(Supplied entries):
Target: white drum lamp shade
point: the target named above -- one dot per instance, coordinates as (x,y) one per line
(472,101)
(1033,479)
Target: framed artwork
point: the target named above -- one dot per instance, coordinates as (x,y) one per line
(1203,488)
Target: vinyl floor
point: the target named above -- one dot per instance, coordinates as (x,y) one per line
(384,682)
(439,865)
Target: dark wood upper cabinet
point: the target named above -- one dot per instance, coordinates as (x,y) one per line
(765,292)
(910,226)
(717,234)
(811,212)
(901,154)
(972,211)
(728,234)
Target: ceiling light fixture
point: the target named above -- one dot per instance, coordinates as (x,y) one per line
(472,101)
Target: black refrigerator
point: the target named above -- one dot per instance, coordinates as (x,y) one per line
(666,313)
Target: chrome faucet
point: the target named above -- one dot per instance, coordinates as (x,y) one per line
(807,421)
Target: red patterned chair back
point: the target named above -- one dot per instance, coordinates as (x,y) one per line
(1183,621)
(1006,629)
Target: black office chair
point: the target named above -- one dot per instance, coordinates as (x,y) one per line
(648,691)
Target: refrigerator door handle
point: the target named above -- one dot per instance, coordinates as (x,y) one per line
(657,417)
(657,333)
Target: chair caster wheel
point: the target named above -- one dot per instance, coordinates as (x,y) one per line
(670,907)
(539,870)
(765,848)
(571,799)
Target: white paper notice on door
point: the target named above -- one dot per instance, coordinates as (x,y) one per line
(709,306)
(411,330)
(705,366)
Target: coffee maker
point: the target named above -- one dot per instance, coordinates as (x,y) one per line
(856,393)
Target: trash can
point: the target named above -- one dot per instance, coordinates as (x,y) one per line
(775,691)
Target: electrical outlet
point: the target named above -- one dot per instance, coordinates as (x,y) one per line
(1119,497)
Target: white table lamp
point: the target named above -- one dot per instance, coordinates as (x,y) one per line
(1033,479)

(Task details): Retype the material. Keep it exact.

(Finished task):
Target: white drum lamp shade
point: the target named above -- one dot per instance, coordinates as (x,y) one per line
(472,101)
(1033,479)
Target: framed artwork
point: the target named above -- one dot per instance, coordinates as (x,y) one per line
(1203,488)
Target: vinyl floor
point: the target named above -- one dot per instance, coordinates as (x,y) one per line
(384,682)
(439,865)
Target: dark wood upper cabinet
point: the target named above -- one dot per instance, coordinates as (x,y) one per line
(765,292)
(910,226)
(717,234)
(811,212)
(901,154)
(972,211)
(728,234)
Target: ceiling light fixture
point: the target named above -- one dot per instance, coordinates as (x,y) one per line
(472,101)
Target: black refrigerator
point: the target named above -- one dot per instance, coordinates as (x,y) one per line
(666,313)
Target: chrome faucet
point: the target named above -- one dot per instance, coordinates as (x,y) one per line
(807,421)
Target: red patterned chair back
point: the target named above -- one dot per instance, coordinates as (x,y) one per line
(1183,621)
(1006,629)
Target: black office chair
point: the target named above -- one dot per instance, coordinates as (x,y) one per line
(648,691)
Target: refrigerator door handle
point: the target named above -- one dot per instance, coordinates as (x,y) one per line
(657,417)
(657,333)
Target: chair caster wheel
point: the target named above -- one dot per instance, coordinates as (x,y) one per line
(670,907)
(539,870)
(765,848)
(571,799)
Target: white paper notice on door
point: the target named above -- one dot per instance, coordinates as (x,y) one per line
(709,306)
(411,330)
(705,366)
Target: coffee maker
point: the target named above -- one dot per instance, coordinates as (x,y) one per line
(856,393)
Target: trash can
point: the target named above -- one dot per instance, coordinates as (x,y) one per line
(775,691)
Target: electrical outlet
point: the target named above -- one dot per instance, coordinates as (x,y) one per line
(1119,497)
Target: white table lamp
point: the target named above -- one dot per instance, coordinates as (x,y) one per line
(1033,479)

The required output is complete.